::: Documento fuente

Patience. Es la única mujer del sector camerunés. Salió de su país en 1997 dejando atrás una hija, Precious, que ahora tiene 11 años. De los dos años que lleva intentando saltar la valla lo ha logrado ocho veces. Siempre la detuvieron al caer al otro lado. Reconoce que es más difícil para ella porque le falta la fuerza física necesaria para correr y escapar. Sus compañeros la respetan porque ahora es la pareja del pastor Emanuel. Sin embargo, se queja de que, como mujer, cuando los hombres hablan, ella tiene que callar. Dice que lo que peor lleva de vivir allí es tener que comer de la basura. Cuando entre en España quiere trabajar como topógrafa y ganar el dinero suficiente para tener a su hija consigo.

::::::
::: Datos proporcionados

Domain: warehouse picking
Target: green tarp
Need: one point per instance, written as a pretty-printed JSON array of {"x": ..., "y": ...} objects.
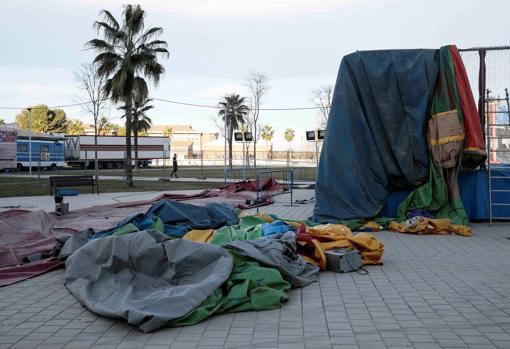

::::::

Indica, según el documento fuente, cuántas veces ha logrado Patience saltar la valla.

Lo ha logrado ocho veces.